Many parts in the CMOS HC, AC, AHC, and VHC families are also offered in "T" versions (HCT, ACT, AHCT and VHCT) which have input thresholds that are compatible with both TTL and 3.3 V CMOS signals. The non-T parts have conventional CMOS input thresholds, which are more restrictive than TTL thresholds. Typically, CMOS input thresholds require high-level signals to be at least 70% of Vcc and low-level signals to be at most 30% of Vcc. (TTL has the input high level above 2.0 V and the input low level below 0.8 V, so a TTL high-level signal could be in the forbidden middle range for 5 V CMOS.)

The 74H family is the same basic design as the 7400 family with resistor values reduced. This reduced the typical propagation delay from 9 ns to 6 ns but increased the power consumption. The 74H family provided a number of unique devices for CPU designs in the 1970s. Many designers of military and aerospace equipment used this family over a long period and as they need exact replacements, this family is still produced by Lansdale Semiconductor.

Stored data lines:

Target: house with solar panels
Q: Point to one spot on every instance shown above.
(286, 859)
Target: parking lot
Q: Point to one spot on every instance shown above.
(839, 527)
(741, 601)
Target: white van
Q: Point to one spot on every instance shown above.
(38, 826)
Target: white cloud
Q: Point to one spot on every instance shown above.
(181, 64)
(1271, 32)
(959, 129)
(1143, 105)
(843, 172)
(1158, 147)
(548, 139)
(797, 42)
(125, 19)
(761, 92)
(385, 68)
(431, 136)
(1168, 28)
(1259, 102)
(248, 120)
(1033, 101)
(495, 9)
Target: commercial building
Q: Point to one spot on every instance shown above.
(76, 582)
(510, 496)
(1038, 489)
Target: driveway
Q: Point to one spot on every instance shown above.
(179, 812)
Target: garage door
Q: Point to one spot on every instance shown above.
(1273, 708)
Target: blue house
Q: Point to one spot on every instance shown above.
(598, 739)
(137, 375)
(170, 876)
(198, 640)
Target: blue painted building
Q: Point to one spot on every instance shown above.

What the task requires: Please extract the stretch of the logic-family passage from "The 74H family is" through "by Lansdale Semiconductor.".

The completed task:
The 74H family is the same basic design as the 7400 family with resistor values reduced. This reduced the typical propagation delay from 9 ns to 6 ns but increased the power consumption. The 74H family provided a number of unique devices for CPU designs in the 1970s. Many designers of military and aerospace equipment used this family over a long period and as they need exact replacements, this family is still produced by Lansdale Semiconductor.